_READING TEXT_.
+--
Our results further corroborate that the expression pattern of P4HB isoforms is consistent with multiple specific functions, since the expression is distinct among the different cell types and tissues. While such expression levels are generally low, it must be considered that functional consequences could be relevant if the functional change occurs within a specific compartment. Indeed, while expression levels of PDIA1 are quite high at the endoplasmic reticulum, the levels of PDIA1 at the cell-surface or extracellular milieu are < 2% of total PDIA1 levels [11], yet this specific pool displays crucial functions related to thrombosis, viral infection and vascular remodeling, among others [5].

In particular, P4HB-021 was significantly expressed in VSMC, however with a variable pattern across distinct VSMC locations. This different expression likely reflects factors such as diverse embryonic origins, distinct mechanobiological histories and variable exposure to paracrine mediators from endothelial cells or interactions with extracellular matrix. P4HB-021 depicts truncation of a 44-amino acid stretch at the transition between a and b domains. To get further insight into potential structure-function implications of this isoform, we modeled its structure using an automated protein homology server. Figure 8 depicts the domain structures of PDIA1 (A-B) and the predicted P4HB-021 protein product (C-D), drawn with SWISS-MODEL (https://swissmodel.expasy.org) using UniProt sequences. The absence of exon 3 at the a and b domain transition of P4HB-021 promotes the absence of one α-helix in a domain, two β-sheets and one α-helix in b domain and one α-helix in b’ domain. These changes result in a partially unstructured stretch at the a-b domain transition, which might associate with significant increases in protein mobility, in a way reminiscent of the x-linker for the b’ and a’ transition. This could account for accommodation of large and/or complex types of substrates not usually accessible to canonical PDIA1. A particular stimulus that upregulated P4HB-021 expression was serum starvation, raising the possibility that this variant associates with metabolic-related signaling and cell differentiation.
+--
_PROVIDED INFORMATION_.
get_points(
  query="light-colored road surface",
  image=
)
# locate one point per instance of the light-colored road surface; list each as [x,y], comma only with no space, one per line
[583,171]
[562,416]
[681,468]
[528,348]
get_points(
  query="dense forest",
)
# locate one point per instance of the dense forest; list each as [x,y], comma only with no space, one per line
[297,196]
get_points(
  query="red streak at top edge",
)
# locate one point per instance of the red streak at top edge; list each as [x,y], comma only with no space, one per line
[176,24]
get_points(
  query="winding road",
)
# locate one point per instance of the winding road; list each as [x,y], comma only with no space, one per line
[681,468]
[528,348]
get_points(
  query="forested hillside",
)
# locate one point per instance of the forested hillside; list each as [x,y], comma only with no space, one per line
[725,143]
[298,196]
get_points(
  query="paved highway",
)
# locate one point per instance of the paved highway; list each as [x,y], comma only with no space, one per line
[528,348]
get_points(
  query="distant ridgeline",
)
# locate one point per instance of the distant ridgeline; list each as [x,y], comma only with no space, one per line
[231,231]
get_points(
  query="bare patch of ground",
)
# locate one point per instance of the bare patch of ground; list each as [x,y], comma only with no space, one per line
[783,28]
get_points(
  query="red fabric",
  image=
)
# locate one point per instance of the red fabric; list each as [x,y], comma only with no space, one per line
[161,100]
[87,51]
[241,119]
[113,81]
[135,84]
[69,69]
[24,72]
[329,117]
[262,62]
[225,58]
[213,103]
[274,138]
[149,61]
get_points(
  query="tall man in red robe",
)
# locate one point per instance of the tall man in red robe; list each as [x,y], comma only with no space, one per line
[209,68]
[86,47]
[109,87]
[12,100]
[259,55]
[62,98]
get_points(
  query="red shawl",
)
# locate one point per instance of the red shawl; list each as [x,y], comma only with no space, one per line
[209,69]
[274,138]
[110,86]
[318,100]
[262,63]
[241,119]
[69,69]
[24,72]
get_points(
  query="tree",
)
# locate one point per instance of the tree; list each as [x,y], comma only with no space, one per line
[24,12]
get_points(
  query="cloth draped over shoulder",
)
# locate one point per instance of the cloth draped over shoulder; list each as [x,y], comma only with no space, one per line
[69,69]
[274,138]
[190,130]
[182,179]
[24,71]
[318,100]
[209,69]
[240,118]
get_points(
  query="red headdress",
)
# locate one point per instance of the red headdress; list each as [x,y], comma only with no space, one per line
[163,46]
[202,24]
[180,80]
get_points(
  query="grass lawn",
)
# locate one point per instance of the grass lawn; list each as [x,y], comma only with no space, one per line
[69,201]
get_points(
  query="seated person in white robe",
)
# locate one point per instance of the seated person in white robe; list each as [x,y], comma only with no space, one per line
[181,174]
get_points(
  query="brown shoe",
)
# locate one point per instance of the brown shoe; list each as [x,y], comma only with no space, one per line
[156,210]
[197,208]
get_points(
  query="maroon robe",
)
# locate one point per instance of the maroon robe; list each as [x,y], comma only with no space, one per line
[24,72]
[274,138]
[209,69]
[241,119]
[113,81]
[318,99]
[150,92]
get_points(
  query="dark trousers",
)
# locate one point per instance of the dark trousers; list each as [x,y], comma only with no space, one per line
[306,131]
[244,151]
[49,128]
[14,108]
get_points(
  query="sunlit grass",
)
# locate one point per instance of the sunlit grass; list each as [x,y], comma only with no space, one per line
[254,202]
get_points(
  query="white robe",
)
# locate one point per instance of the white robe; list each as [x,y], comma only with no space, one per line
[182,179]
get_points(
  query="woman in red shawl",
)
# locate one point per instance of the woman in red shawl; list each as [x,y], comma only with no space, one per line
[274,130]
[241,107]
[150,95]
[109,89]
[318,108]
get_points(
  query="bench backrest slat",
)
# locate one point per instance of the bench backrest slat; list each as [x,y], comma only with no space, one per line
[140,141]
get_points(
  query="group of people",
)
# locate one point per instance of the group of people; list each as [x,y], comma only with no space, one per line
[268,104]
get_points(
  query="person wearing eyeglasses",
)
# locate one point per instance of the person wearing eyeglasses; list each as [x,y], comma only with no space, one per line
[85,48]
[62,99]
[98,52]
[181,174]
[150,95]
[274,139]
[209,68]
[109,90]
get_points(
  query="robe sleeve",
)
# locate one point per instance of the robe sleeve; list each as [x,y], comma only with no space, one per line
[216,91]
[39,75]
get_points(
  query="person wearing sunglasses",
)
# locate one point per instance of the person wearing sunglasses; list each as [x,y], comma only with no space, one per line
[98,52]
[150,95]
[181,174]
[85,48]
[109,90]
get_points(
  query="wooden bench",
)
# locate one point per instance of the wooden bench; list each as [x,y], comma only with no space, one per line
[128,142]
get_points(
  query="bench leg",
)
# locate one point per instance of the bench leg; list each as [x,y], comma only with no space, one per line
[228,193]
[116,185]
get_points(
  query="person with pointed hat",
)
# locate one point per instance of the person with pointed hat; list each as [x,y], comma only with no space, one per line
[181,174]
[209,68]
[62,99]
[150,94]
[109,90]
+--
_AIM OF THE EXERCISE_. Quote in full, word for word, the text above on P4HB isoforms and the P4HB-021 variant.

_SOLUTION TO THE PROBLEM_.
Our results further corroborate that the expression pattern of P4HB isoforms is consistent with multiple specific functions, since the expression is distinct among the different cell types and tissues. While such expression levels are generally low, it must be considered that functional consequences could be relevant if the functional change occurs within a specific compartment. Indeed, while expression levels of PDIA1 are quite high at the endoplasmic reticulum, the levels of PDIA1 at the cell-surface or extracellular milieu are < 2% of total PDIA1 levels [11], yet this specific pool displays crucial functions related to thrombosis, viral infection and vascular remodeling, among others [5].

In particular, P4HB-021 was significantly expressed in VSMC, however with a variable pattern across distinct VSMC locations. This different expression likely reflects factors such as diverse embryonic origins, distinct mechanobiological histories and variable exposure to paracrine mediators from endothelial cells or interactions with extracellular matrix. P4HB-021 depicts truncation of a 44-amino acid stretch at the transition between a and b domains. To get further insight into potential structure-function implications of this isoform, we modeled its structure using an automated protein homology server. Figure 8 depicts the domain structures of PDIA1 (A-B) and the predicted P4HB-021 protein product (C-D), drawn with SWISS-MODEL (https://swissmodel.expasy.org) using UniProt sequences. The absence of exon 3 at the a and b domain transition of P4HB-021 promotes the absence of one α-helix in a domain, two β-sheets and one α-helix in b domain and one α-helix in b’ domain. These changes result in a partially unstructured stretch at the a-b domain transition, which might associate with significant increases in protein mobility, in a way reminiscent of the x-linker for the b’ and a’ transition. This could account for accommodation of large and/or complex types of substrates not usually accessible to canonical PDIA1. A particular stimulus that upregulated P4HB-021 expression was serum starvation, raising the possibility that this variant associates with metabolic-related signaling and cell differentiation.